━━ Testo della pagina ━━

Nell’imminenza delle elezioni, lunedì prossimo, gli amici di Berlusconi potrebbero mettere le mani anche su LA7, embrione di un possibile terzo polo tv, che negli ultimi anni si è conquistata un interessante capitale di autonomia politica rispetto alla dominanza del Cavaliere (dilagato in questa campagna elettorale per ogni dove) e su di una rete dotata di antenne decisamente appetite da Mediaset. Perché una così vistosa accelerazione in vista del voto del 24-25 febbraio? Perché soprattutto il candidato premier Pier Luigi Bersani ha posto con forza la legge sul conflitto di interessi come una autentica priorità di governo in caso di vittoria, insieme all’incisiva revisione della legge Gasparri. Una delle leggi più smaccatamente favorevoli all’allora bi-presidente.

Mai legge fu più invocata di questa, purtroppo mai nata, in presenza del colossale conflitto di interessi incrociati di Silvio Berlusconi fra informazione, comunicazione, assicurazione, finanza, ecc. Mai legge fu più avversata della legge Gasparri che «regola» a vantaggio di Mediaset il comparto delle emittenti radio-tv e che ha praticamente messo la Rai alla catena del governo e del ministro dell’Economia in carica (all’epoca, Berlusconi e Tremonti).

Il governo Monti è ancora in carica, anche se la salita in campo del suo leader complica le cose. Le Autorità sulle comunicazioni e sulla concorrenza sono pienamente operanti. Bisogna che da esse non uno, ma cento riflettori vengano attivati per sapere cosa si sta realmente preparando in Telecom per lunedì di fronte alle due proposte di acquisto: dell’editore Urbano Cairo per la sola rete tv, in ascesa negli ascolti ma ancora considerevolmente passiva a fronte di cospicui investimenti ancora recenti; del Fondo Clessidra guidato dall’ex ad di Fininvest, Claudio Sposito, che acquisirebbe sia La 7 che gli impianti di trasmissione, per poi eventualmente «spacchettarli», cedendo la rete a Marco Bassetti che per anni ha lavorato per il Biscione, marito e socio di Stefania Craxi, deputata Pdl. Cairo e Sposito sono entrambi uomini cresciuti in Fininvest, ma il primo si è poi affermato autonomamente come editore. Sposito ieri ha negato nel modo più assoluto che la famiglia Berlusconi sia «uno dei principali investitori del fondo Clessidra». Ma alcuni membri del CdA di Telecom hanno rapporti con Clessidra o con Mediobanca partecipata da Mediolanum. La7 dà palesemente fastidio sul piano politico a Berlusconi con giornalisti come Lerner, Formigli, Gruber, Mentana ai quali metterebbe volentieri il silenziatore.

━━━
━━ Dati estratti ━━

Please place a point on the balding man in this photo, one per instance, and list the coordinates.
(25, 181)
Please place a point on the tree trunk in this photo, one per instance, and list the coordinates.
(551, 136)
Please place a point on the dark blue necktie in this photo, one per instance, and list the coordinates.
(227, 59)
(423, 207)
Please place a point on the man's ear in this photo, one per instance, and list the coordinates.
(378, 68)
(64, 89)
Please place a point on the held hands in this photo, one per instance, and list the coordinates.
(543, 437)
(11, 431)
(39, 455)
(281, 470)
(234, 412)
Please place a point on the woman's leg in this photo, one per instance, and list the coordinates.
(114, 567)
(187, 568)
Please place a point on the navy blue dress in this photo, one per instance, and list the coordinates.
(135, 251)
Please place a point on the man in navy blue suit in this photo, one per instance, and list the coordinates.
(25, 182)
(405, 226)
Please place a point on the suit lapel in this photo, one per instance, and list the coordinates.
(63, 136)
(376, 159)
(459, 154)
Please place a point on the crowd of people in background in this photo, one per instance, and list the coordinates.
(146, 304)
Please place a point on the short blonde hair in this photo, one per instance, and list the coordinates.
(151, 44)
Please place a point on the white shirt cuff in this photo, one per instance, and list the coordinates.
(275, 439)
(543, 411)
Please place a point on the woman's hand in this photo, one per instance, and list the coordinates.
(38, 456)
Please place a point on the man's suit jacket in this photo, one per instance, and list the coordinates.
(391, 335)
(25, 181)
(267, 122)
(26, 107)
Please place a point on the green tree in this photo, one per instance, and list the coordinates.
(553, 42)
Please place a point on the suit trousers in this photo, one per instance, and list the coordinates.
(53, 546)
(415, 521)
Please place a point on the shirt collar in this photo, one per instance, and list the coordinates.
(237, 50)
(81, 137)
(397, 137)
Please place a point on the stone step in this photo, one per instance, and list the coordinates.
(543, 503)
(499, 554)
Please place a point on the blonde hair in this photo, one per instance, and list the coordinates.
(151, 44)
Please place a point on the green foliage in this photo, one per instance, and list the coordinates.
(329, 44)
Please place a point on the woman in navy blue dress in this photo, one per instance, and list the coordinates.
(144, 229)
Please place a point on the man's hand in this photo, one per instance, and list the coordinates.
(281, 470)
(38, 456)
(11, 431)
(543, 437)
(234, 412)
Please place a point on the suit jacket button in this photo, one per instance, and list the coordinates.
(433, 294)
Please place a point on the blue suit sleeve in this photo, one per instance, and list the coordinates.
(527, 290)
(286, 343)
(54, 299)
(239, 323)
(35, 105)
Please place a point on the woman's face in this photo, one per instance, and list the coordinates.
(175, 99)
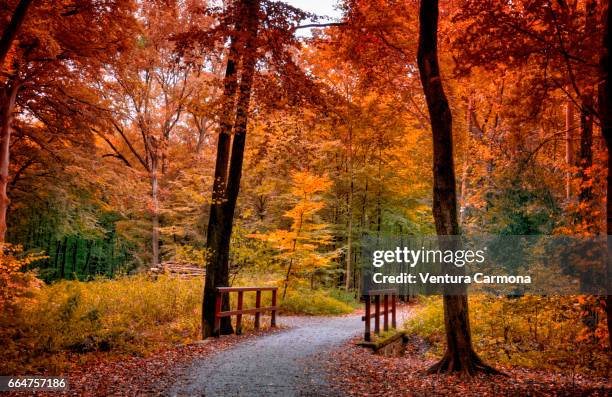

━━━

*Problema posto*:
Nel brano su LA7, riscrivi il tratto da "Nell’imminenza delle elezioni, lunedì" fino a "favorevoli all’allora bi-presidente." compreso, sostituendo "Cavaliere" con "magnate". Le righe dell'elenco non hanno alcun ruolo in questo.

*Risposta al problema*:
Nell’imminenza delle elezioni, lunedì prossimo, gli amici di Berlusconi potrebbero mettere le mani anche su LA7, embrione di un possibile terzo polo tv, che negli ultimi anni si è conquistata un interessante capitale di autonomia politica rispetto alla dominanza del magnate (dilagato in questa campagna elettorale per ogni dove) e su di una rete dotata di antenne decisamente appetite da Mediaset. Perché una così vistosa accelerazione in vista del voto del 24-25 febbraio? Perché soprattutto il candidato premier Pier Luigi Bersani ha posto con forza la legge sul conflitto di interessi come una autentica priorità di governo in caso di vittoria, insieme all’incisiva revisione della legge Gasparri. Una delle leggi più smaccatamente favorevoli all’allora bi-presidente.